Kutipan Tulisan:

= = =

Build a Home, Not Just a House

Tuhan telah menempatkan kita dalam setiap rencana-Nya. Kali pertama mendengar ini, aku menganggapnya tak lebih bualan untuk menghibur belaka, sebab sejumlah pengalaman tak baik di masa silam. Namun, perlahan aku mendapati kebenaran dalam kata mutiara tersebut. Baik dalam pengalaman yang membentuk pengetahuan yang kuperoleh kini, serta pertemuan dengan sejumlah insan yang menguatkan semangat turut dalam pewartaan Kabar Sukacita. Satu di antaranya adalah pertemuan dengan mas Kristinus Munthe.
Mulanya, kami temu dalam Pelatihan Indonesia Menulis pada 2014, yang digagas Komisi Komunikasi Sosial KAM — tempatku bekerja kini. Dari training itu, perbincangan dan bertukar gagasan pun kerap terjadi. Aku juga meminta dia untuk menuliskan artikel, tentang apa saja yang menarik atau penting. Dan Jumat (26/1/2018) kemarin, aktivis sosial di Focolare ini mengirimkan sebuah e-mail. Tersemat di dalamnya:
“Dear Ananta,
Takzim kubaca tulisannya, ternyata dia mengkaji sebuah film teranyar, “The Greatest Showman”. Masih segar dalam ingatanku, karena Sr. Angela Siallagan juga baru beberapa hari sebelumnya meminta artikel tentang film yang sama, untuk kusunting (dalam bahasa Inggris).

= = =

Daftar Data
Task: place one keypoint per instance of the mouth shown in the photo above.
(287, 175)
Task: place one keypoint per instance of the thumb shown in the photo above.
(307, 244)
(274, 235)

= = =

Tugas Latihan:
a) Salin bagian kutipan tulisan di atas yang berada di antara "Build a Home, Not" dan "mas Kristinus Munthe.", termasuk kedua batas itu.
b) Ringkaskan kutipan tulisan di atas dalam dua kalimat.
c) Jawab pertanyaan berikut berdasarkan kutipan tulisan di atas.
(i) Pada tahun berapa Pelatihan Indonesia Menulis tempat penulis pertama kali bertemu Kristinus Munthe diadakan?
(ii) Siapa yang menggagas pelatihan itu?
(iii) Film apa yang dikaji dalam tulisan yang dikirim lewat e-mail?

Jawaban per Tugas:
a)
Build a Home, Not Just a House

Tuhan telah menempatkan kita dalam setiap rencana-Nya. Kali pertama mendengar ini, aku menganggapnya tak lebih bualan untuk menghibur belaka, sebab sejumlah pengalaman tak baik di masa silam. Namun, perlahan aku mendapati kebenaran dalam kata mutiara tersebut. Baik dalam pengalaman yang membentuk pengetahuan yang kuperoleh kini, serta pertemuan dengan sejumlah insan yang menguatkan semangat turut dalam pewartaan Kabar Sukacita. Satu di antaranya adalah pertemuan dengan mas Kristinus Munthe.

b) Penulis semula menganggap ungkapan bahwa Tuhan telah menempatkan kita dalam setiap rencana-Nya hanya bualan, tetapi perlahan mendapati kebenarannya, antara lain lewat pertemuan dengan Kristinus Munthe dalam Pelatihan Indonesia Menulis pada 2014. Aktivis sosial di Focolare itu kemudian mengirimkan e-mail pada Jumat (26/1/2018) berisi tulisan yang mengkaji film "The Greatest Showman".

c)
(i) 2014
(ii) Komisi Komunikasi Sosial KAM
(iii) "The Greatest Showman"